Postnatal depression was more common among mothers living in urban areas and younger age mothers.

Infographic on postnatal depression among Malaysian mothers from the National Health and Morbidity Survey on Maternal and Child Health 2022. Graphic by the Institute for Public Health, National Institutes of Health, Ministry of Health Malaysia.

KUALA LUMPUR, June 1 – Almost 10,000 mothers surveyed for the National Health and Morbidity Survey on Maternal and Child Health (NHMS MCH 2022) suffered from depression after childbirth. However, an overwhelming majority of them, nine in 10 mothers, were unaware of their condition.

In total, 11.2 per cent or 9,415 mothers surveyed had postnatal depression but only 0.8 per cent of them knew they had depression, while 10.4 per cent of the mothers were undiagnosed.

According to the survey report, postnatal depression was more common among mothers living in urban areas and younger age mothers.

A study published in PLoS One Journal cited antenatal anxiety, preference of infant’s gender, low social support, low income and history of depression as related risk factors for postnatal depression.

RECORDS SUPPLIED:

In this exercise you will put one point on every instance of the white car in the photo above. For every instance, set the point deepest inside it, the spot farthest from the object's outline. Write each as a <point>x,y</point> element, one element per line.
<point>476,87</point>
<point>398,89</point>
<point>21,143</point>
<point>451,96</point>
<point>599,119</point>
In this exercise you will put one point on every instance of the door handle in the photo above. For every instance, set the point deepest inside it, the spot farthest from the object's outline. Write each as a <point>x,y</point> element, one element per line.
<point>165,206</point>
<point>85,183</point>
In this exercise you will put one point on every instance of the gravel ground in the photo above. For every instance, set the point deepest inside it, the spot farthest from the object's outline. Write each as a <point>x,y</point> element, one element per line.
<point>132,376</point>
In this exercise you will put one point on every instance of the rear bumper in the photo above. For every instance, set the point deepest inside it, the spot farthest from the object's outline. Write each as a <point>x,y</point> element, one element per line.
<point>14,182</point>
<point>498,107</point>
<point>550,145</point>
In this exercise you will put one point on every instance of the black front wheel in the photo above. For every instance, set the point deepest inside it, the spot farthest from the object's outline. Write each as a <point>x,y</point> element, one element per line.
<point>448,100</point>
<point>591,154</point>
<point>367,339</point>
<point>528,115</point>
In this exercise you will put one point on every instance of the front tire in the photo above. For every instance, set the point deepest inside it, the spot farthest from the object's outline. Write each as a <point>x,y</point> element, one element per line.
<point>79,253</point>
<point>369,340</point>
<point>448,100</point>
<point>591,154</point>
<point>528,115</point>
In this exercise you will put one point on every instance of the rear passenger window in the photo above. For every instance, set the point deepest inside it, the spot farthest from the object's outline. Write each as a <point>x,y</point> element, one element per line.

REQUIRED ACTION: Print the full passage on postnatal depression among Malaysian mothers word for word. Work only from the text and set the data aside.

RESULT OF THE EXERCISE:
Postnatal depression was more common among mothers living in urban areas and younger age mothers.

Infographic on postnatal depression among Malaysian mothers from the National Health and Morbidity Survey on Maternal and Child Health 2022. Graphic by the Institute for Public Health, National Institutes of Health, Ministry of Health Malaysia.

KUALA LUMPUR, June 1 – Almost 10,000 mothers surveyed for the National Health and Morbidity Survey on Maternal and Child Health (NHMS MCH 2022) suffered from depression after childbirth. However, an overwhelming majority of them, nine in 10 mothers, were unaware of their condition.

In total, 11.2 per cent or 9,415 mothers surveyed had postnatal depression but only 0.8 per cent of them knew they had depression, while 10.4 per cent of the mothers were undiagnosed.

According to the survey report, postnatal depression was more common among mothers living in urban areas and younger age mothers.

A study published in PLoS One Journal cited antenatal anxiety, preference of infant’s gender, low social support, low income and history of depression as related risk factors for postnatal depression.